Many approaches that define ideology in the sense of closed, particular objects (as ‘-isms’, in other words) subscribe to the cognitive/ideational (‘idealist’) view and define, for instance, socialism as a ‘socialist’ complex of definitions, ideas and values, rhetorical patterns, canonized texts, and views of society and of human beings (Freeden 1996). Many approaches in the totalising school, however, also conceive ideologies as primarily ideational, as ‘normalised’ ideas, concepts, associative connections between causes and effects and so on. Thus Paul Friedrich (1989: 302), reviewing several major sources of scholarship, defines ideology as “a set or at least amalgam of ideas, rationalizations, and interpretations that mask or gloss over a struggle to get or hold onto power, particularly economic power, with the result that the actors and ideologues are themselves largely unaware of what is going on”.

 An extreme example of the cognitive/ideational approach to ideology is Teun van Dijk’s socio-cognitive view. Van Dijk defines ideologies as

“the ‘interface’ between the cognitive representations and processes underlying discourse and action, on the one hand, and the societal position and interests and social groups, on the other hand. (…) As systems of principles that organize social cognitions, ideologies are assumed to control, through the minds of the members, the social reproduction of the group. Ideologies mentally represent the basic social characteristics of a group, such as their identity, tasks, goals, norms, values, position and resources.” (van Dijk 1995: 18)

(Entries from a dataset)
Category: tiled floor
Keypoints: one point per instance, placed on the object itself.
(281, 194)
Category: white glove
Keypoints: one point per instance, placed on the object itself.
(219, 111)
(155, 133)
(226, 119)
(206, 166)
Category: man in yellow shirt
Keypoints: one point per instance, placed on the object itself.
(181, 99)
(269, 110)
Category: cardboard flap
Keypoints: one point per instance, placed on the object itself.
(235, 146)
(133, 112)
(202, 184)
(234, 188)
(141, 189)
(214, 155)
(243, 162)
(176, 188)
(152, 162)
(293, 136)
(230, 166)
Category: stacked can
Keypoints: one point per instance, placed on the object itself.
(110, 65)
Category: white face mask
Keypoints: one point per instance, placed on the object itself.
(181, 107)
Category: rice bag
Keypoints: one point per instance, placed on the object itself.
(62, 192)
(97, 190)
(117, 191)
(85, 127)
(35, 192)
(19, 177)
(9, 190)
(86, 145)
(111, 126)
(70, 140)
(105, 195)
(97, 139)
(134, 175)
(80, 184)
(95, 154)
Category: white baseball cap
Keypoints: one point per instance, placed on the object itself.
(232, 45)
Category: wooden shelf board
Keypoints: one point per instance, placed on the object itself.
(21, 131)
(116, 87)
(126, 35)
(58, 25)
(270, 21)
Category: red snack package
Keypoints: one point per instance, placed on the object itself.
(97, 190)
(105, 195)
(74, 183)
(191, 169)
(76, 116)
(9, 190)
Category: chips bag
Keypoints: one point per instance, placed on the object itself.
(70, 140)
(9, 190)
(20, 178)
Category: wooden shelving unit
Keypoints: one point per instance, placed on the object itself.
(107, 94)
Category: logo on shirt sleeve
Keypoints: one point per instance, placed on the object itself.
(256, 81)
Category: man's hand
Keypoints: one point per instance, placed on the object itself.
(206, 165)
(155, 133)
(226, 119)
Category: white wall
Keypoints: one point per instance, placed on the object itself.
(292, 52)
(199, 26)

Requests >>
1. Answer these questions about the passage on ideology.
(a) According to Paul Friedrich, what do ideologies mask or gloss over?
(b) Whose view does the passage call an extreme example of the cognitive/ideational approach?
(c) In van Dijk's definition, what do ideologies control through the minds of the members?
2. Extend the passage on ideology beyond its final sentence.
The items have no connection to the passage on ideology.

Expected outputs >>
1.
(a) A struggle to get or hold onto power, particularly economic power.
(b) Teun van Dijk's socio-cognitive view.
(c) The social reproduction of the group.

2.
In other words, ideologies are “group-schemata” in the cognitive-linguistic sense of the term: abstract cognitive complexes located in the minds of members of groups, based on accumulated experience and socialisation, and organising the way in which these members think, speak and act:

“As basic forms of social cognitions (…) ideologies also have cognitive functions. We have already suggested that they organize, monitor and control specific group attitudes. Possibly, ideologies also control the development, structure and application of sociocultural knowledge.” (van Dijk 1995: 19)

So when it comes to explain how ideologies become ingredients of structures of power and control, van Dijk’s solution is straightforward: people control themselves by means of the ideologies they have in their heads, and they do so as a group because the ideologies are group ideologies. Van Dijk insists that

“[i]deologies in our perspective are not merely ‘systems of ideas’, let alone properties of the individual minds of persons. Neither are they vaguely defined as forms of consciousness, let alone ‘false consciousness’. Rather, they are very specific basic frameworks of social cognition, with specific internal structures, and specific cognitive and social functions.” (van Dijk 1995: 21)

In other words: ideologies are even more abstract and fundamental than propositionally articulated ideas, they are the underlying ‘deep structures’ of social behaviour.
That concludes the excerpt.